## TEXT PASSAGE:
===============

No; in fact, it will be something like 35% inaccurate.  Suppose that a player’s true Wins Contributed is 7.0, but that the replacement level player would have contributed 4.0 (a normal ratio of wins to WAR.)  His true value is 3.0 WAR.  But if each of the two major components is measured with a potential error of 10%, then the player’s measured Wins Above Replacement can be anywhere from 1.9 (that is, 6.3 minus 4.4) up to 4.1 (that is, 7.7 minus 3.6).   With a potential 10% measurement error on each element, a player with a WAR of 3.0 can be measured anywhere from 1.9 to 4.1. 

 

What I think that almost no one who uses WAR understands is how fantastically accurate your process measurements would have to be to get an accurate WAR.   A derivative estimate contains all of the inaccuracy in any of the components from which it is derived, combined in a geometric fashion.  And, in fact, they have NOT arrived at an accurate WAR.

===============

## INFORMATION SHOWN:

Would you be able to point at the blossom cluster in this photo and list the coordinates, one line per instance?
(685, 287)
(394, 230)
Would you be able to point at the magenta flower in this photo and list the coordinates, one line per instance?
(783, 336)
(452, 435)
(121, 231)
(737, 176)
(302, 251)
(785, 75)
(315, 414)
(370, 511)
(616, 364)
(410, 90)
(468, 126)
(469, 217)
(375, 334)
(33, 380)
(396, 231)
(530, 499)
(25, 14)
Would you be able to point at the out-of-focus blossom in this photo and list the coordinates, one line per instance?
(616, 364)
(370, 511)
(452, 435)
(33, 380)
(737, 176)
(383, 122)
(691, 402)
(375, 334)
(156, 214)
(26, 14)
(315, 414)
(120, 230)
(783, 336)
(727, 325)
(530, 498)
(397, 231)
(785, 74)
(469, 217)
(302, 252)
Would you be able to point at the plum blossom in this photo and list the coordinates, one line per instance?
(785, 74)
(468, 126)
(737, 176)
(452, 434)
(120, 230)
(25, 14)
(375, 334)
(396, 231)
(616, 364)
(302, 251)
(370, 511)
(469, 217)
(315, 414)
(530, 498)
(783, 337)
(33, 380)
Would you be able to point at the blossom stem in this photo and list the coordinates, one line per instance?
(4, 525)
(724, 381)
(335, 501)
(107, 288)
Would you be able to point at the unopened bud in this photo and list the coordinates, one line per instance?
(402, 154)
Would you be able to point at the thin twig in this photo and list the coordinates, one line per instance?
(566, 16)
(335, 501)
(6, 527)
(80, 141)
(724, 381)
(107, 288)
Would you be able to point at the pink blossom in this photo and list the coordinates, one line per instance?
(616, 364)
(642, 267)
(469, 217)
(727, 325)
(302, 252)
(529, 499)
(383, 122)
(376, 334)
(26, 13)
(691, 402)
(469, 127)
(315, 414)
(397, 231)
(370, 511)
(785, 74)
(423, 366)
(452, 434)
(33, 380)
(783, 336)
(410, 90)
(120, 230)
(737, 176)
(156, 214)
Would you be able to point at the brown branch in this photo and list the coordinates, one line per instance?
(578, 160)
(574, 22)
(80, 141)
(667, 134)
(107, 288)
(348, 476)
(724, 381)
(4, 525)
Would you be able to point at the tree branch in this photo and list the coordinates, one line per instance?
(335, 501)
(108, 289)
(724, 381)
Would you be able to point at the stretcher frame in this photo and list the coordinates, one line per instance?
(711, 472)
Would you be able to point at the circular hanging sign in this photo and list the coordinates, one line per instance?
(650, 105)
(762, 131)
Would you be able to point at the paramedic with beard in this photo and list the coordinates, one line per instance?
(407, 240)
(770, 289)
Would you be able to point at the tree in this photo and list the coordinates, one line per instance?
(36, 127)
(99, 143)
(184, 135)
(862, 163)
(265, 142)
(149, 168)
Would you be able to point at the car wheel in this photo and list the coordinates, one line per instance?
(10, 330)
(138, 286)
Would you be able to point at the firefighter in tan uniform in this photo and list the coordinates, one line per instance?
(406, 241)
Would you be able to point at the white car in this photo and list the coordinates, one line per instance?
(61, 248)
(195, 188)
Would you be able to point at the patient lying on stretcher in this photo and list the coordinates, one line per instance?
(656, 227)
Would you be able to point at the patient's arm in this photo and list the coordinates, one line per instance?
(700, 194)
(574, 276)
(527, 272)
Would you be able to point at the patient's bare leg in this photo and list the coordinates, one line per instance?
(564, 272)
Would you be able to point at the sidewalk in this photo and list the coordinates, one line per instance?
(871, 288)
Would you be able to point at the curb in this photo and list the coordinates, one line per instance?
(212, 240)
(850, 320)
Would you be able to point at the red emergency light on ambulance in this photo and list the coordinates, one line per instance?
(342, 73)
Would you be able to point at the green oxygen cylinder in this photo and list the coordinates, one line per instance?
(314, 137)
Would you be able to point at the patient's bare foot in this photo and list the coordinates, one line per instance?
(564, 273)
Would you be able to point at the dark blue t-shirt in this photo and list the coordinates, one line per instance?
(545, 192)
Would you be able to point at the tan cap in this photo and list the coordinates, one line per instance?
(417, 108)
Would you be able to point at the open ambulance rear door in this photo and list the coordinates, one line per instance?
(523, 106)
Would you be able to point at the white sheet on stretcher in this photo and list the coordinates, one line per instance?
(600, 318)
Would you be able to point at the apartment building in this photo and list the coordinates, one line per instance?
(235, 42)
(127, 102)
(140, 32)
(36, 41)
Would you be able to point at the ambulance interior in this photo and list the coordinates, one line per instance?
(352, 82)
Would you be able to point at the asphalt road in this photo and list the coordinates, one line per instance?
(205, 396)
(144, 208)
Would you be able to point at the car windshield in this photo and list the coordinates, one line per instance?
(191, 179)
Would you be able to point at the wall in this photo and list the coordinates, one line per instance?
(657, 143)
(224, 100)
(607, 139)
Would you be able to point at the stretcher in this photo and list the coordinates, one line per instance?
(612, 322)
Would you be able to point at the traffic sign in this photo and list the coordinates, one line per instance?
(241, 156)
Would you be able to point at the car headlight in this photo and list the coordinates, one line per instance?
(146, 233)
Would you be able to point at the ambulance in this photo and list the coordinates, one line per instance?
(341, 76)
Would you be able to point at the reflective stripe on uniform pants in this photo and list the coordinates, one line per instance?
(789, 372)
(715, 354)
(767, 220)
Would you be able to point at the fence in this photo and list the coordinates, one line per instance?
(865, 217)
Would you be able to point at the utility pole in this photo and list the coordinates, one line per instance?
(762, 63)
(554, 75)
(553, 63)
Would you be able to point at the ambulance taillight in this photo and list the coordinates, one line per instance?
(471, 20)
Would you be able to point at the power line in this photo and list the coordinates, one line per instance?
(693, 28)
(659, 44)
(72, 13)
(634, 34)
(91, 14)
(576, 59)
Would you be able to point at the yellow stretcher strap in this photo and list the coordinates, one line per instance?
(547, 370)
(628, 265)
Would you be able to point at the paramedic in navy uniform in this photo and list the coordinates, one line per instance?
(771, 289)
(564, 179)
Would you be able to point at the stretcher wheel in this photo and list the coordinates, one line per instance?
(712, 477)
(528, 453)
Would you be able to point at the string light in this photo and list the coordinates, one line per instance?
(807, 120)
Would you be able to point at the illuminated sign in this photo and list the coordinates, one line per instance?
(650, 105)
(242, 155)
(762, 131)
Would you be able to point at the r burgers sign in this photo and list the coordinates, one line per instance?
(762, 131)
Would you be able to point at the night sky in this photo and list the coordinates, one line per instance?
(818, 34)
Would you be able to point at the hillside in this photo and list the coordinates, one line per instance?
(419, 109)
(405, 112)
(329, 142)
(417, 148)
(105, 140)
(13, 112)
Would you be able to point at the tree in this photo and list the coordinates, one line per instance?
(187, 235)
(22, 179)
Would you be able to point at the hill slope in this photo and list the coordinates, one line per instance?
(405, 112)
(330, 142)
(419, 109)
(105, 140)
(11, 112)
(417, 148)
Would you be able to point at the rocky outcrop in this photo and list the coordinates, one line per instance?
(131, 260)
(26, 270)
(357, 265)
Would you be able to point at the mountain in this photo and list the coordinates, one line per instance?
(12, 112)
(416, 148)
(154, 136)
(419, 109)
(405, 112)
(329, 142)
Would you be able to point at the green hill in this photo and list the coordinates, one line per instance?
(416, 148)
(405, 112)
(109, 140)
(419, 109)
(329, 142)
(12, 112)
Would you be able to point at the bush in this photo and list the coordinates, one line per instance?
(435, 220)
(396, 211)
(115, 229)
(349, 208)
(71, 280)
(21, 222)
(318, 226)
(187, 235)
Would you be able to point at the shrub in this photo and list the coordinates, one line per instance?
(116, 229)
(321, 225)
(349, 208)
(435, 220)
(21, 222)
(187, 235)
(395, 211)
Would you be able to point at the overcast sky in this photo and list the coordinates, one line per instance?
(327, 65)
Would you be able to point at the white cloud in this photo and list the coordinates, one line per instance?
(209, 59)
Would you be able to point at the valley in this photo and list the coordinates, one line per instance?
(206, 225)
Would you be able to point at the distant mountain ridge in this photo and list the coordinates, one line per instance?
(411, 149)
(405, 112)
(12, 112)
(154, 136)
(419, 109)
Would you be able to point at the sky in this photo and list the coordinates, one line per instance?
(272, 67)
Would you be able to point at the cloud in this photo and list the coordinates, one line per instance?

===============

## WHAT YOU HAVE TO DO:
In the WAR accuracy passage, give the text again starting with "No; in fact, it" and going on through "1.9 to 4.1.", substituting "Wins Produced" for "Wins Contributed".

## SOLUTION TO THIS EXERCISE:
No; in fact, it will be something like 35% inaccurate.  Suppose that a player’s true Wins Produced is 7.0, but that the replacement level player would have contributed 4.0 (a normal ratio of wins to WAR.)  His true value is 3.0 WAR.  But if each of the two major components is measured with a potential error of 10%, then the player’s measured Wins Above Replacement can be anywhere from 1.9 (that is, 6.3 minus 4.4) up to 4.1 (that is, 7.7 minus 3.6).   With a potential 10% measurement error on each element, a player with a WAR of 3.0 can be measured anywhere from 1.9 to 4.1.